Online Companion to Occupational Mobility Is Not One Thing: Evidence from the Canadian Labour Market

Author

Richard Martin

Overview

This companion is designed to ensure transparency and reproducibility for the paper Occupational Mobility Is Not One Thing: Evidence from the Canadian Labour Market. It provides technical detail on distance metrics, normalization, and specificity measures.

Contents

Skill distance: O*NET-based occupational skill vectors, dimensionality reduction via PCA, and the resulting continuous distance matrix.
Hierarchical distance: Taxonomy-based discrete distances derived from the NOC structure, resulting in labour market silos with internal TEER platforms.
Cost matrix normalization: Percentile-based anchoring across distance metrics.
Occupation’s education specificity: A size-adjusted measure of concentration in educational inflows into occupations.
Education’s occupation specificity: A size-adjusted measure of concentration in occupational outcomes across fields of study and attainment levels.

Skill Distance

We use 161 occupational characteristics (Skills, Abilities, Knowledge, Work Activities) from O*NET to measure the distance between occupations. Because occupational skill vectors are high-dimensional and highly correlated, Euclidean distances computed in the full feature space may suffer from distance concentration. We therefore project the data onto the 12 leading principal components, which achieve a 99% rank correlation of pairwise distances relative to the full 161-dimensional space. This reduces noise from low-variance directions while preserving the dominant geometry of the skill space.

PCA Rank Preservation

The figure below shows the Spearman rank correlation between pairwise distances in the \(k\)-dimensional PCA space and the full 161-dimensional space, as a function of \(k\). The dashed line marks the 0.99 threshold; 12 components suffice.

**DATASET**.
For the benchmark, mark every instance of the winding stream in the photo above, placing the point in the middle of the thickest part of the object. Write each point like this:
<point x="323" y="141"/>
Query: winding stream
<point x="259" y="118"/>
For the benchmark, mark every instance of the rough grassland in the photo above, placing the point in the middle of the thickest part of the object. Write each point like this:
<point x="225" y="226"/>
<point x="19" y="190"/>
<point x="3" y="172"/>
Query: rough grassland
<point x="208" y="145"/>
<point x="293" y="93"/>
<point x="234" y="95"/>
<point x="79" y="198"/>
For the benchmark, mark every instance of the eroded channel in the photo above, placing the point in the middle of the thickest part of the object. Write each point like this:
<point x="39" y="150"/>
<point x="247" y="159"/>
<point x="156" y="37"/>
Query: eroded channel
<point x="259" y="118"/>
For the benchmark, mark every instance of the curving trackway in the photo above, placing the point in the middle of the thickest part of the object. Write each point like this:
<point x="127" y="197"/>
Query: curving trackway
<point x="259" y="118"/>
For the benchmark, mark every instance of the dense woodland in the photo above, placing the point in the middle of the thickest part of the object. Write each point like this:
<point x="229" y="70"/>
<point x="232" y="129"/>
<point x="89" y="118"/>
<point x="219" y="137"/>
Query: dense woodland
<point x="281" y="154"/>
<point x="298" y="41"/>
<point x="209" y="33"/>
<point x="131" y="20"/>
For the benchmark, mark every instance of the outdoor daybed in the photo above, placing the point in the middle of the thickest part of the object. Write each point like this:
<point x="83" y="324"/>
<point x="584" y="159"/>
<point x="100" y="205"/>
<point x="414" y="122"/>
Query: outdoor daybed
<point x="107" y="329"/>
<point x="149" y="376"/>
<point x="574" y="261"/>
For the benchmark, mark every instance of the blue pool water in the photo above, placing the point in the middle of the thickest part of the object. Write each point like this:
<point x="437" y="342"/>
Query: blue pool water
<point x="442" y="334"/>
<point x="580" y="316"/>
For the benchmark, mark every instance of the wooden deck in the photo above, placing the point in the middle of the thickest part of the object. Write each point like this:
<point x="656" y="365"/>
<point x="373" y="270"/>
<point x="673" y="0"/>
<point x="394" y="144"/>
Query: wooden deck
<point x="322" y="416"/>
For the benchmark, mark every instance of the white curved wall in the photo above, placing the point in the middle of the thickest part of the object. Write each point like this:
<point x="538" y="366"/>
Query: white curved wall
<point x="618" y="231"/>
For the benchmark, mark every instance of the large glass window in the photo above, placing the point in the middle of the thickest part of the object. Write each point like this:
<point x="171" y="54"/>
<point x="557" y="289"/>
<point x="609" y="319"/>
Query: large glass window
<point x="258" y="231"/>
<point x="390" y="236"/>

**THINGS TO DO**.
1) In the companion page, translate this sentence into Spanish: "This reduces noise from low-variance directions while preserving the dominant geometry of the skill space."
2) According to the companion page, how many occupational characteristics from O*NET are used to measure the distance between occupations?
3) Write out the companion page word for word from "This companion is" up to and including "across distance metrics.".

**THE ANSWERS**.
1) Esto reduce el ruido de las direcciones de baja varianza, a la vez que preserva la geometría dominante del espacio de habilidades.

2) 161 occupational characteristics.

3)
This companion is designed to ensure transparency and reproducibility for the paper Occupational Mobility Is Not One Thing: Evidence from the Canadian Labour Market. It provides technical detail on distance metrics, normalization, and specificity measures.

Contents

Skill distance: O*NET-based occupational skill vectors, dimensionality reduction via PCA, and the resulting continuous distance matrix.
Hierarchical distance: Taxonomy-based discrete distances derived from the NOC structure, resulting in labour market silos with internal TEER platforms.
Cost matrix normalization: Percentile-based anchoring across distance metrics.